» EXERCISE DATA
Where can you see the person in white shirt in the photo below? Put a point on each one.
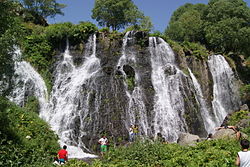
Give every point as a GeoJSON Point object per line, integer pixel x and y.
{"type": "Point", "coordinates": [104, 142]}
{"type": "Point", "coordinates": [243, 158]}
{"type": "Point", "coordinates": [131, 133]}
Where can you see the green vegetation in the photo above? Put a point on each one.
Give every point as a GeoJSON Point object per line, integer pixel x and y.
{"type": "Point", "coordinates": [116, 14]}
{"type": "Point", "coordinates": [43, 8]}
{"type": "Point", "coordinates": [237, 116]}
{"type": "Point", "coordinates": [222, 25]}
{"type": "Point", "coordinates": [25, 139]}
{"type": "Point", "coordinates": [148, 154]}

» GIVEN EXERCISE
Please write out every line of the material above again, wording and all, but add 7 to each x and y pixel coordinate in the GeoJSON points and leave the image out.

» ANSWER TO THIS EXERCISE
Where can you see the person in white shirt in the photo below? Put a point on each one.
Give every point as a GeoJSON Point object per line, integer pixel x and y.
{"type": "Point", "coordinates": [111, 149]}
{"type": "Point", "coordinates": [250, 165]}
{"type": "Point", "coordinates": [138, 140]}
Where can you see the green vegetation in the photo above? Put a point on each one.
Give every point as a GeoJSON Point object per line, integer pixel x and y.
{"type": "Point", "coordinates": [123, 21]}
{"type": "Point", "coordinates": [50, 15]}
{"type": "Point", "coordinates": [244, 123]}
{"type": "Point", "coordinates": [229, 32]}
{"type": "Point", "coordinates": [32, 146]}
{"type": "Point", "coordinates": [155, 161]}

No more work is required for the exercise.